### EJERCICIOS PROPUESTOS:
1. Duplica el pasaje del texto sobre las pizzerías en Cuba que va desde "El escribidor, con" hasta "desde la Colonia.", ambos incluidos.
2. Según el texto sobre las pizzerías en Cuba, ¿en qué dirección se encontraba el restaurante Frascati?
3. Enumera los ingredientes que, de acuerdo con el texto sobre las pizzerías en Cuba, estaban presentes en la isla desde la Colonia.

### TEXTO FUENTE:
'''
Ciro Bianchi Ross • digital@juventudrebelde.cu
En La Habana de los años 50 el restaurante Frascati, en Prado 357 entre Neptuno y Virtudes, tenía fama de ser la mejor casa de cocina italiana en Cuba. Otros ristorantes o pizzerías aparecen consignados en el directorio telefónico de 1958: Montecatini, en 15 esquina a J, en el Vedado; Sorrento, en Calzada y 20, también en el Vedado, se hacía anunciar como el «superrestaurante capaz de hacer de cada plato una especialidad», y La Piccola Italia, con dos establecimientos, uno en Consulado 221 y otro en L entre 15 y 17, donde después estuvo el Pío-Pío. No digo que sean todos. Doña Rosina, en I casi esquina a Calzada, es de un poco más acá. Ya por entonces eran muy populares las pizzetas del Ten Cents de Galiano y San Rafael; una pizza elaborada ante los ojos del cliente que se cortaba en varias partes y se expendía por porciones. Se ingería de pie o mientras se caminaba y resultaba ideal para aquellos a los que la falta de tiempo impedía esperar por un plato más demorado.
El escribidor, con estas referencias, da respuesta a la inquietud de Eduardo Castillero, interesado en saber, para ganar una discusión o perderla, si las pizzerías y sobre todo las pizzas se conocieron en Cuba antes de 1959.
Se conocieron evidentemente. Nada que ver sin embargo con lo que vendría ya en los años 60. Es entonces que la cocina italiana se populariza en toda la Isla y las pizzerías llegan hasta los rincones más apartados. La pasta de trigo, el queso y el tomate, en definitiva, estaban presentes aquí desde la Colonia.
'''
### DATOS PROPORCIONADOS:
'''
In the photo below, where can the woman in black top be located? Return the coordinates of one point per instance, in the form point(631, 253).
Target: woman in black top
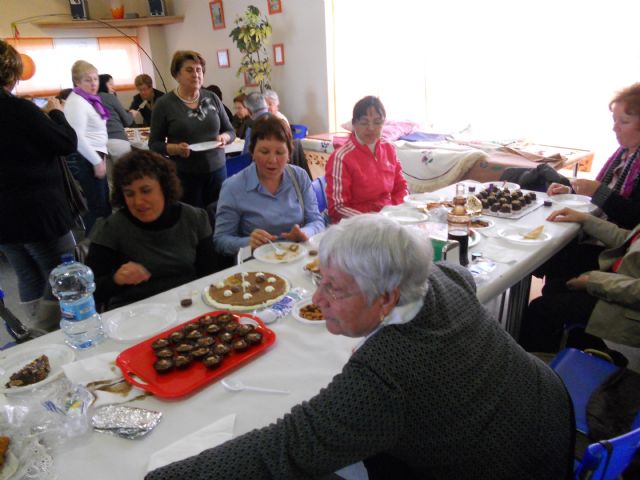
point(35, 224)
point(154, 242)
'''
### SOLUCIONES:
1.
El escribidor, con estas referencias, da respuesta a la inquietud de Eduardo Castillero, interesado en saber, para ganar una discusión o perderla, si las pizzerías y sobre todo las pizzas se conocieron en Cuba antes de 1959.
Se conocieron evidentemente. Nada que ver sin embargo con lo que vendría ya en los años 60. Es entonces que la cocina italiana se populariza en toda la Isla y las pizzerías llegan hasta los rincones más apartados. La pasta de trigo, el queso y el tomate, en definitiva, estaban presentes aquí desde la Colonia.

2. En Prado 357, entre Neptuno y Virtudes.

3. La pasta de trigo, el queso y el tomate.